Впрочем, если бы даже всех этих снимков в книге и вовсе не было, перед читателем, думается, все равно отчетливо возникал бы образ Можаева со всей его страстностью, целеустремленностью, самозабвенной погруженностью в будни, заботы и трагедии породившей его русской деревни. Выросший там, успевший перед самой войной поработать сельским учителем, он и потом не отрывался от земли – будь то родная Рязанщина, обжитой им еще с лет армейской службы Дальний Восток или иные края, куда заносила судьба газетчика и литератора.

Даже при самом беглом чтении книги нельзя не заметить этой прочной опоры автора на собственные наблюдения, вновь и вновь поверяемые и освежаемые: «И вот опять я трясусь на казенной машине все по тем же обкатанным булыжникам...» или «по разбитой проселочной дороге, сплошь покрытой разливанными лужами», которая «извивалась, как Змей Горыныч... словно пыталась оплести и удушить грязью все живое»; а то и вовсе – «без дальних разговоров закинул рюкзак за спину» и айда пёхом – ради встречи всего-навсего со снятым громовержцами-начальниками с работы садовником, который теперь, чтобы взглянуть на выращенный им сад, «чуть свет встает и по оврагу, как заяц... чтобы его не увидали». Услышал писатель весть об этом, сопровожденную горестным замечанием, что «в наших краях правда не ночует», – и кинулся на выручку человеку, правде ли…

Он вечно вступался – и за людей, и за тупоумно изводимые в хрущевскую пору луга, где прежде «на неохватном просторе стояли до самого горизонта стога, стога», а после этого погрома годами «горбились... вздыбленные дерновые валы», и за столь же рьяно изничтожавшиеся местные промыслы, которые веками кормили крестьян и могли бы еще удержать в селе многих, кто теперь, лишенный приработка, подался в город. И за пресловутый семейный подряд, который в брежневские времена «занесло снегом равнодушия» и придушило стараниями чиновников, не знавших, как распорядиться мясными «излишками». И наконец, в последние годы своей жизни – за колхозников и совхозников, по очередной команде с верхов (на сей раз – «либеральных») стремглав брошенных «в пасть жестокого рынка».

В книге приведены слова известного русского экономиста Кондратьева о трех непременных условиях, которым должны отвечать всякие преобразования: быть реалистичными, не допускать снижения производства и соответствовать принципам справедливости. С этим мерилом и подходил Можаев к современным российским реформам, критически сверяя их с нэпом, когда «ни земля, ни фабрики, ни заводы не подвергались срамной распродаже, то бишь,“прихватизации”». Тем же историческим опытом обосновывал он и мысль о необходимости вернуться к созданию независимой кооперации, которая могла бы стать опорой для фермерства, ныне прозябающего без реальной поддержки.

▶ _ВХОДНЫЕ ДАННЫЕ_

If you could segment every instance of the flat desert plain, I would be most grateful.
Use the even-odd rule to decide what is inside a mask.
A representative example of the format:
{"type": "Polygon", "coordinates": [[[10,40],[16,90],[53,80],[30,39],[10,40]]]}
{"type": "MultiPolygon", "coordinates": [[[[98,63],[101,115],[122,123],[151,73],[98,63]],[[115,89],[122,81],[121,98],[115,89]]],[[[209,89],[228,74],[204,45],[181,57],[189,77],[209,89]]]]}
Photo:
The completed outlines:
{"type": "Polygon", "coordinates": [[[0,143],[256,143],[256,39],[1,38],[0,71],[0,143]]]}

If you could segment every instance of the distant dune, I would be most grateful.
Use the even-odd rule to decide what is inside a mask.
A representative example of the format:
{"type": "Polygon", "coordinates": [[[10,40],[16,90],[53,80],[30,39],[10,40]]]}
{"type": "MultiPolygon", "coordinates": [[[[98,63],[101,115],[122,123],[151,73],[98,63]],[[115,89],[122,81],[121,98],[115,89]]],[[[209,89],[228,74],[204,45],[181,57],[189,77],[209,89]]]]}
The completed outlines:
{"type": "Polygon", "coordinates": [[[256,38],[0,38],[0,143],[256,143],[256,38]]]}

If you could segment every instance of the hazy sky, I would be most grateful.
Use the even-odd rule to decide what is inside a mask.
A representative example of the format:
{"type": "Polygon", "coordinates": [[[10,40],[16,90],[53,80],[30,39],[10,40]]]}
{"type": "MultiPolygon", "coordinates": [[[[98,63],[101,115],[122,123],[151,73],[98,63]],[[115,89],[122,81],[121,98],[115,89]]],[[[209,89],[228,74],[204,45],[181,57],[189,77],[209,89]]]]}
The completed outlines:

▶ _ЗАДАНИЯ_
**a)** Переведите на английский язык следующее предложение из исходного текста о Можаеве: «В книге приведены слова известного русского экономиста Кондратьева о трех непременных условиях, которым должны отвечать всякие преобразования: быть реалистичными, не допускать снижения производства и соответствовать принципам справедливости».
**b)** Кем успел поработать Можаев перед самой войной, согласно исходному тексту?
**c)** Подхватите исходный текст о Можаеве и напишите его продолжение, начиная сразу после последнего предложения.

▶ _ОТВЕТЫ К ЗАДАНИЯМ_
**a)** The book quotes the well-known Russian economist Kondratiev on three indispensable conditions that any reforms must meet: they must be realistic, must not allow a decline in production, and must conform to the principles of justice.

**b)** Сельским учителем.

**c)**
Помимо горячей публицистики в книгу вошли рассказы, очерки и просто краткие зарисовки, сценки, целые «хоры» из множества голосов. О некоторых таких страничках хочется выразиться словами одного персонажа: «каждое блюдо – прямо декальтес» (сиречь – деликатес). Тут автор в своей родной стихии – того самого «живаго великорусского языка», который многим из нас больше известен по словарю Даля, а Можаеву – из первых рук. Тут подчас такое сказанут, что ученых трудов стоит: «Страну поменяли, власть поменяли...Теперь население хотят поменять. Тьфу, мать твою...» И верно: разве не читывали мы горестные сетования на отсталость и неразумие «совков» (и когда, дескать, переведутся?!). Недаром Можаев и в публицистике подхватывает и развивает этот мотив:

«Вина-то, мол, не наша, не тех, кто в голове колонны, а тех, которые темп не держат. Маршировать так и не научились... Они какие-то в полоску: не то черно-белые, не то красно-коричневые... Ну за версту же видно – неполноценные.

Не пора ли кончать с этой затяжной головотяпской замашкой – выбраковывать народ, как пестрых овец из басни Крылова?»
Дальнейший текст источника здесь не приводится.